** Jobs **
• A. Please copy the stretch of the report on the Chiapas grave from "Read more from" through "Mexico on Thursday.".
• B. Answer these questions from the report on the Chiapas grave:
(i) On what date was the report posted?
(ii) How far from the Guatemalan border is the ranch where the remains were found?
(iii) Who found the remains and alerted authorities?

Mexico: 167 Bodies Discovered In Mayan Mass Grave
March 12, 2012 By Staff
Today in Latin America
Top Story — The remains of 167 people discovered in a cave in Chiapas on Friday were buried in a pre-Colombian cemetery, according to Mexico’s main anthropology agency. While initial reports estimated that the badly disintegrating remains were only fifty years old, testing revealed that the bones may date back to the eighth century, according to the Chiapas state prosecutor’s office. Farmers found the remains on Friday at the Nuevo Ojo de Agua ranch, just eleven miles from the Guatemalan border, and alerted authorities. Forensic experts and anthropologists later discovered ancient pottery at the site and identified characteristic skull deformations that aligned with the ancient Mayan practice of flattening and elongating the foreheads of infants with wooden planks. Due to the recent discoveries of mass graves elsewhere in Mexico, authorities said Saturday that they would not rule out any possible explanation for the remains, including drug cartel violence.
Read more from the Chicago Tribune.
Headlines from the Western Hemisphere
- The bodies of four young students in were discovered in plastic bags in Cuernavaca, Mexico on Thursday.

** Data shown **
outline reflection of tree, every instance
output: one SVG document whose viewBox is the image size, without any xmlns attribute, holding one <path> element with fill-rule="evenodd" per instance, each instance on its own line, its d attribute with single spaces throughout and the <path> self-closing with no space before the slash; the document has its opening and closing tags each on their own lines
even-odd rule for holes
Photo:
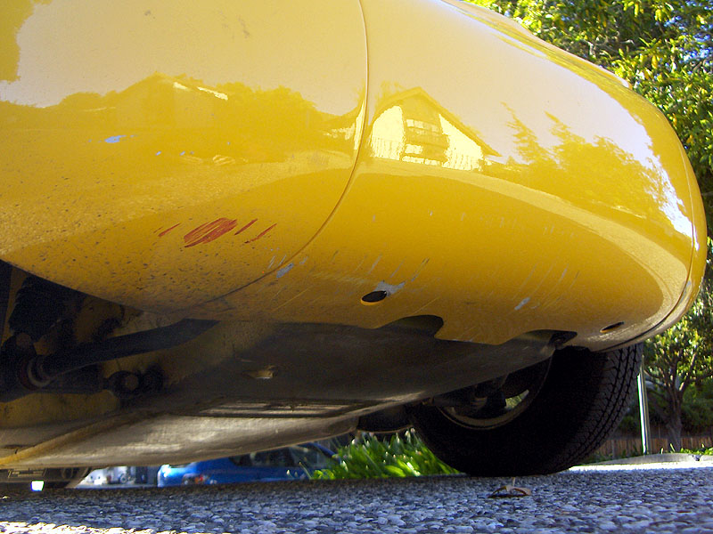
<svg viewBox="0 0 713 534">
<path fill-rule="evenodd" d="M 683 218 L 673 186 L 654 162 L 643 163 L 604 137 L 589 142 L 550 114 L 550 132 L 559 142 L 545 148 L 535 132 L 512 109 L 511 113 L 513 118 L 508 124 L 514 131 L 517 159 L 511 157 L 504 165 L 493 164 L 489 174 L 558 197 L 564 194 L 580 207 L 616 210 L 632 222 L 643 215 L 668 226 L 671 218 Z"/>
<path fill-rule="evenodd" d="M 3 10 L 0 17 L 0 80 L 12 82 L 17 79 L 20 48 L 17 32 L 25 23 L 37 4 L 49 4 L 50 0 L 14 0 L 12 7 Z"/>
</svg>

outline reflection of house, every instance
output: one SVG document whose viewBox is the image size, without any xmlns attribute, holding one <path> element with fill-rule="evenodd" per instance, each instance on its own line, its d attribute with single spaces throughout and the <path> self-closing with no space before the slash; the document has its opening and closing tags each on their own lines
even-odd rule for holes
<svg viewBox="0 0 713 534">
<path fill-rule="evenodd" d="M 486 156 L 497 153 L 421 87 L 386 99 L 372 126 L 374 158 L 482 170 Z"/>
<path fill-rule="evenodd" d="M 158 73 L 128 87 L 119 96 L 118 125 L 178 128 L 215 125 L 215 117 L 228 98 L 226 94 L 203 87 L 195 80 Z"/>
</svg>

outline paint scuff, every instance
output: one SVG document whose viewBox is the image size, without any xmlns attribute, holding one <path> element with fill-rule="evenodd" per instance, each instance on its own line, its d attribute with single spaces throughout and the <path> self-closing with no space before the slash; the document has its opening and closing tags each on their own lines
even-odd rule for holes
<svg viewBox="0 0 713 534">
<path fill-rule="evenodd" d="M 403 289 L 404 286 L 406 285 L 406 282 L 401 282 L 400 284 L 393 285 L 393 284 L 387 284 L 386 282 L 381 280 L 381 282 L 376 284 L 376 288 L 374 289 L 374 291 L 383 291 L 384 293 L 386 293 L 387 296 L 391 296 L 394 293 L 397 293 L 401 289 Z"/>
<path fill-rule="evenodd" d="M 245 226 L 243 226 L 242 228 L 241 228 L 241 229 L 240 229 L 238 231 L 236 231 L 236 232 L 234 233 L 234 235 L 238 235 L 240 232 L 242 232 L 242 231 L 246 231 L 246 230 L 248 230 L 248 229 L 249 229 L 250 226 L 252 226 L 253 224 L 255 224 L 257 222 L 258 222 L 258 219 L 253 219 L 252 221 L 250 221 L 250 222 L 248 222 L 248 223 L 247 223 Z"/>
<path fill-rule="evenodd" d="M 278 271 L 275 273 L 275 276 L 277 276 L 277 278 L 278 278 L 278 279 L 281 279 L 281 278 L 283 278 L 283 277 L 285 274 L 287 274 L 288 272 L 290 272 L 290 271 L 291 271 L 291 270 L 292 270 L 292 267 L 294 267 L 294 266 L 295 266 L 295 264 L 294 264 L 294 263 L 288 263 L 287 265 L 285 265 L 284 267 L 283 267 L 282 269 L 280 269 L 280 270 L 279 270 L 279 271 Z"/>
<path fill-rule="evenodd" d="M 165 236 L 167 233 L 168 233 L 169 231 L 172 231 L 173 229 L 175 229 L 176 226 L 179 226 L 180 224 L 181 224 L 181 223 L 180 223 L 180 222 L 178 222 L 177 224 L 174 224 L 174 225 L 173 225 L 173 226 L 171 226 L 170 228 L 167 228 L 166 230 L 164 230 L 162 232 L 160 232 L 160 233 L 159 234 L 159 237 L 160 237 L 160 238 L 162 238 L 163 236 Z"/>
<path fill-rule="evenodd" d="M 230 231 L 238 225 L 235 219 L 225 219 L 221 217 L 216 219 L 212 222 L 206 222 L 198 228 L 195 228 L 184 236 L 185 241 L 185 247 L 195 247 L 204 243 L 209 243 L 217 239 L 225 232 Z"/>
<path fill-rule="evenodd" d="M 257 236 L 255 236 L 255 237 L 254 237 L 254 238 L 252 238 L 251 239 L 248 239 L 247 241 L 245 241 L 245 243 L 252 243 L 253 241 L 257 241 L 257 240 L 258 240 L 258 239 L 259 239 L 260 238 L 262 238 L 262 237 L 265 237 L 265 235 L 266 235 L 266 234 L 268 231 L 271 231 L 273 228 L 275 228 L 275 226 L 277 226 L 277 222 L 275 222 L 275 224 L 273 224 L 272 226 L 268 227 L 267 229 L 266 229 L 266 230 L 262 231 L 260 233 L 258 233 Z"/>
</svg>

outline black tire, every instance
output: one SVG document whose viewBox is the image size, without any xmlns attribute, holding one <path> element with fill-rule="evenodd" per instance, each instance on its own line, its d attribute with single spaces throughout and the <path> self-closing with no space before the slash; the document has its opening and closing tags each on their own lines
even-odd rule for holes
<svg viewBox="0 0 713 534">
<path fill-rule="evenodd" d="M 469 474 L 561 471 L 591 455 L 619 425 L 635 392 L 641 350 L 639 344 L 608 352 L 555 352 L 539 392 L 500 426 L 467 426 L 428 404 L 413 406 L 410 417 L 438 458 Z"/>
</svg>

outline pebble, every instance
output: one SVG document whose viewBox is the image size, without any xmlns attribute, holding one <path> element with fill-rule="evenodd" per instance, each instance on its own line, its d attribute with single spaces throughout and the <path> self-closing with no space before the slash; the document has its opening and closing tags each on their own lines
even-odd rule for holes
<svg viewBox="0 0 713 534">
<path fill-rule="evenodd" d="M 713 533 L 713 466 L 522 477 L 531 497 L 488 498 L 504 483 L 512 480 L 456 475 L 10 491 L 0 534 Z"/>
</svg>

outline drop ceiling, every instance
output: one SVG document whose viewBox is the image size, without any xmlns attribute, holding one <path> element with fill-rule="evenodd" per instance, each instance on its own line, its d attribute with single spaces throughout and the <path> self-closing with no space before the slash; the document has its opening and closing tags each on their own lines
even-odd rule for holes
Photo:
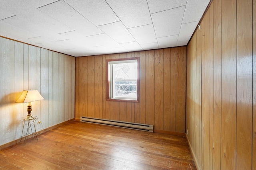
<svg viewBox="0 0 256 170">
<path fill-rule="evenodd" d="M 186 45 L 210 0 L 0 0 L 0 35 L 74 57 Z"/>
</svg>

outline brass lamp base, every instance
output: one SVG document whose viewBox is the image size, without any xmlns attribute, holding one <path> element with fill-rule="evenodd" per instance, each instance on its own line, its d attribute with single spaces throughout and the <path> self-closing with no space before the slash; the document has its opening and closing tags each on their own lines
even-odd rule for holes
<svg viewBox="0 0 256 170">
<path fill-rule="evenodd" d="M 31 111 L 32 111 L 32 106 L 31 105 L 31 102 L 28 102 L 28 115 L 27 115 L 27 120 L 29 120 L 32 119 L 32 115 L 31 115 Z"/>
</svg>

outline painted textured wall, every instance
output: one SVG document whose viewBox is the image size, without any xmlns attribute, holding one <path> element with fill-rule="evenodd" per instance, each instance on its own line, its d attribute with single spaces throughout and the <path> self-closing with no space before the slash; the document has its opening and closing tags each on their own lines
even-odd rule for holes
<svg viewBox="0 0 256 170">
<path fill-rule="evenodd" d="M 23 90 L 36 89 L 32 115 L 43 129 L 74 117 L 75 58 L 0 37 L 0 145 L 19 139 L 28 103 L 15 103 Z M 36 125 L 37 130 L 40 129 Z"/>
</svg>

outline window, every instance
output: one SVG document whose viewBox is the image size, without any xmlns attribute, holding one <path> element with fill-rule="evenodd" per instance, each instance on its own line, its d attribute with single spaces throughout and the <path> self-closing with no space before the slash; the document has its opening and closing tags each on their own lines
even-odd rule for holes
<svg viewBox="0 0 256 170">
<path fill-rule="evenodd" d="M 107 100 L 138 102 L 139 58 L 106 61 Z"/>
</svg>

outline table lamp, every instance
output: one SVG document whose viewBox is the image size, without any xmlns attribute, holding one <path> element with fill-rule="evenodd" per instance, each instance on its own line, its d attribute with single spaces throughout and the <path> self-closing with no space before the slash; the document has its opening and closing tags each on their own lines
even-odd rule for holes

** Task responses **
• A.
Read more from the Chicago Tribune.
Headlines from the Western Hemisphere
- The bodies of four young students in were discovered in plastic bags in Cuernavaca, Mexico on Thursday.

• B.
(i) March 12, 2012
(ii) Eleven miles
(iii) Farmers